Task prompt
Copy out each of the following lines word for word, with nothing changed.

Information given
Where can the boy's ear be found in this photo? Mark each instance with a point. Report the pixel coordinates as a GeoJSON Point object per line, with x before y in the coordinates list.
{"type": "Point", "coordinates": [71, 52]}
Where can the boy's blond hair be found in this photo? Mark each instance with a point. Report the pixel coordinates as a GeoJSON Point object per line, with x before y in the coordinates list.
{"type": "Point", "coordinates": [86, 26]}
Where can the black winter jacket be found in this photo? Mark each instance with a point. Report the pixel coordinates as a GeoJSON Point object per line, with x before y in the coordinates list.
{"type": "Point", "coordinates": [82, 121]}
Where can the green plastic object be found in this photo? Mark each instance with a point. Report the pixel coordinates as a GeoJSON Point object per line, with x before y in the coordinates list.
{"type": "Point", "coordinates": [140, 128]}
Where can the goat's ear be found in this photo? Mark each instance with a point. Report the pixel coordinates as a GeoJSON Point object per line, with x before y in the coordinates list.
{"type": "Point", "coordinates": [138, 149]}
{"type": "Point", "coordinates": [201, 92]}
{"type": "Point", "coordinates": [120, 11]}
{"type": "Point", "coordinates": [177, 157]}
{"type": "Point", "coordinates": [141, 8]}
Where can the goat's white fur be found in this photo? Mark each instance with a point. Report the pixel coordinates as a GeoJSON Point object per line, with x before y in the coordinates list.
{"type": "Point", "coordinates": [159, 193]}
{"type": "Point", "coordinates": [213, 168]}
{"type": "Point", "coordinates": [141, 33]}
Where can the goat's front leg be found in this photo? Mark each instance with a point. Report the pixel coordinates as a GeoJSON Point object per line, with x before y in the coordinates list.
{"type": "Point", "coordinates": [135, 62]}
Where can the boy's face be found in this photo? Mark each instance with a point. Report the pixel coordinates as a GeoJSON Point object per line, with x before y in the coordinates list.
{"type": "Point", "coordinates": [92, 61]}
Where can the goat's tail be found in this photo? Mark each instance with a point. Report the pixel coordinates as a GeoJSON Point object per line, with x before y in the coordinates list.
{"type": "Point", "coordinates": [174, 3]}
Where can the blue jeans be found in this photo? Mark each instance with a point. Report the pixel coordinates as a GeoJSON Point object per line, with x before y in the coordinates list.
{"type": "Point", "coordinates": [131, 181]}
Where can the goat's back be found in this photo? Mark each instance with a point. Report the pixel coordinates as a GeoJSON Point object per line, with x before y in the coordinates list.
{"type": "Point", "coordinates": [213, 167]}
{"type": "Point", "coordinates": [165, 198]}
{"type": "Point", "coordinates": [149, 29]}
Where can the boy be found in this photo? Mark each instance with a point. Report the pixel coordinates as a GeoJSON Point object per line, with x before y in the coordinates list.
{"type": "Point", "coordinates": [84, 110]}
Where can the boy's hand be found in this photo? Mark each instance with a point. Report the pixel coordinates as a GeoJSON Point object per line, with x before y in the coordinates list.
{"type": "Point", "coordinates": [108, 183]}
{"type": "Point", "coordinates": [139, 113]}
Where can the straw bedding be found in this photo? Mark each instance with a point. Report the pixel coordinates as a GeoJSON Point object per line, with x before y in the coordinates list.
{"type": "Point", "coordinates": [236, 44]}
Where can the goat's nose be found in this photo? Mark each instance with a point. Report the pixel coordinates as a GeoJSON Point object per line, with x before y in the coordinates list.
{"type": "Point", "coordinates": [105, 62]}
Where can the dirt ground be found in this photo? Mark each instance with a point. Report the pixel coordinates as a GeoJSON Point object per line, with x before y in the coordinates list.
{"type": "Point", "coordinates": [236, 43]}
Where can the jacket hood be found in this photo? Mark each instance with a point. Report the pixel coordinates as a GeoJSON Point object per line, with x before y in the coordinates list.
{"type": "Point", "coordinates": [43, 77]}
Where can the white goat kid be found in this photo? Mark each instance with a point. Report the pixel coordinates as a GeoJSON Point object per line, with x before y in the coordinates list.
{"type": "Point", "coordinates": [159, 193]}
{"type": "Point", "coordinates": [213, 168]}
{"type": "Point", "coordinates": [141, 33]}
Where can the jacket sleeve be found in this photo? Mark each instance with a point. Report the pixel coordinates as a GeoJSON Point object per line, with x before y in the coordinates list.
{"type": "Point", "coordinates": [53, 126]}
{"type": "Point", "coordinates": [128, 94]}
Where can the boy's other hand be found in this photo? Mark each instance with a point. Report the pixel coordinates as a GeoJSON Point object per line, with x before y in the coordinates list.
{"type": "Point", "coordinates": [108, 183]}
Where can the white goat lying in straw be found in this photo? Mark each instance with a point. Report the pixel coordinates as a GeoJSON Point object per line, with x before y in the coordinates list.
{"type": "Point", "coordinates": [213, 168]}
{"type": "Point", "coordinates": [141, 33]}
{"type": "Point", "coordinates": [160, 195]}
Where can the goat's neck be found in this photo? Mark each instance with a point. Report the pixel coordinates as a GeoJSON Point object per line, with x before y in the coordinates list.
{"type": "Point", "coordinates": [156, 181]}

Answer to the exercise
Where can the boy's ear be found in this photo? Mark each instance with a point. Report the pixel coordinates as a GeoJSON Point object per line, with x before y in the coordinates list.
{"type": "Point", "coordinates": [71, 52]}
Where can the boy's blond hair be found in this photo? Mark each instance with a point. Report the pixel coordinates as a GeoJSON Point object per line, with x before y in the coordinates list.
{"type": "Point", "coordinates": [86, 26]}
Where can the black winter jacket be found in this photo? Mark each instance with a point. Report the pixel coordinates as a GeoJSON Point object per line, with x before y in the coordinates list.
{"type": "Point", "coordinates": [82, 121]}
Where can the green plastic object be found in this photo? Mark each instance with a point. Report the pixel coordinates as a GeoJSON Point object per line, with x before y in the coordinates list.
{"type": "Point", "coordinates": [140, 128]}
Where can the goat's ear be found in this photo? Mark each instance with a point. Report the pixel coordinates as a GeoJSON Point object per line, with x before y in the coordinates list.
{"type": "Point", "coordinates": [138, 149]}
{"type": "Point", "coordinates": [201, 92]}
{"type": "Point", "coordinates": [120, 11]}
{"type": "Point", "coordinates": [177, 157]}
{"type": "Point", "coordinates": [141, 8]}
Where can the goat's white fur be found in this photo? Mark each instance with a point. Report the pixel coordinates as a GeoJSON Point object per line, with x before y in the coordinates list.
{"type": "Point", "coordinates": [159, 193]}
{"type": "Point", "coordinates": [213, 168]}
{"type": "Point", "coordinates": [141, 33]}
Where can the goat's front leg be found in this photo? Mark each instance with a point. Report the pixel coordinates as a GeoJSON Point object per line, with x before y in the coordinates list.
{"type": "Point", "coordinates": [135, 62]}
Where can the boy's face be found in this photo? Mark each instance with a point. Report the pixel coordinates as a GeoJSON Point object per line, with x before y in the coordinates list.
{"type": "Point", "coordinates": [92, 61]}
Where can the goat's tail be found in this photo? Mark each instance with a point. Report the pixel coordinates as a GeoJSON Point object per line, with x before y in the coordinates list.
{"type": "Point", "coordinates": [174, 3]}
Where can the blue jeans be found in this photo? Mark each instance with a point. Report the pixel coordinates as a GeoJSON Point object per line, with x before y in the coordinates list.
{"type": "Point", "coordinates": [131, 181]}
Where can the goat's back be found in this photo? Mark each instance with a point. Report the pixel coordinates as a GeoJSON Point object per line, with x before y in the coordinates list.
{"type": "Point", "coordinates": [213, 167]}
{"type": "Point", "coordinates": [165, 198]}
{"type": "Point", "coordinates": [149, 29]}
Where can the boy be found in this photo? Mark each instance with a point. Report the pixel coordinates as a GeoJSON Point object per line, with x before y in the coordinates list.
{"type": "Point", "coordinates": [84, 110]}
Where can the boy's hand be found in this photo? Mark each instance with a point. Report the pixel coordinates as a GeoJSON Point object per line, with x before y in the coordinates list.
{"type": "Point", "coordinates": [108, 183]}
{"type": "Point", "coordinates": [139, 113]}
Where can the straw bedding be found in this photo? Mark each instance with a point. Report the pixel coordinates as a GeoJSON Point object per line, with x before y in the coordinates list.
{"type": "Point", "coordinates": [236, 44]}
Where can the goat's nose be found in this photo? Mark each instance with a point. Report the pixel coordinates as a GeoJSON Point object per line, with x before y in the coordinates list.
{"type": "Point", "coordinates": [105, 62]}
Where can the dirt ground be found in this photo? Mark each instance with a point. Report the pixel coordinates as a GeoJSON Point object per line, with x before y in the coordinates list.
{"type": "Point", "coordinates": [236, 43]}
Where can the jacket hood be found in this photo? Mark each instance with a point. Report the pixel coordinates as a GeoJSON Point object per line, with x before y in the coordinates list.
{"type": "Point", "coordinates": [43, 77]}
Where can the white goat kid be found in this photo? Mark each instance with a point. Report the pixel coordinates as a GeoJSON Point object per line, with x before y in the coordinates list.
{"type": "Point", "coordinates": [159, 193]}
{"type": "Point", "coordinates": [213, 168]}
{"type": "Point", "coordinates": [141, 33]}
Where can the jacket sleeve be found in this photo? Mark each instance with a point. Report the pixel coordinates as a GeoJSON Point object per line, with x before y in the coordinates list.
{"type": "Point", "coordinates": [53, 126]}
{"type": "Point", "coordinates": [128, 94]}
Where can the boy's other hand be found in this photo? Mark each instance with a point. Report the pixel coordinates as a GeoJSON Point object per line, with x before y in the coordinates list.
{"type": "Point", "coordinates": [108, 183]}
Where can the white goat lying in straw be found in this photo? Mark each instance with a point. Report the pixel coordinates as a GeoJSON Point object per line, with x before y in the coordinates list.
{"type": "Point", "coordinates": [213, 168]}
{"type": "Point", "coordinates": [141, 33]}
{"type": "Point", "coordinates": [160, 195]}
Where can the goat's neck be found in this photo? Mark each instance with a point. Report the pixel coordinates as a GeoJSON Point object per line, with x before y in the coordinates list.
{"type": "Point", "coordinates": [156, 181]}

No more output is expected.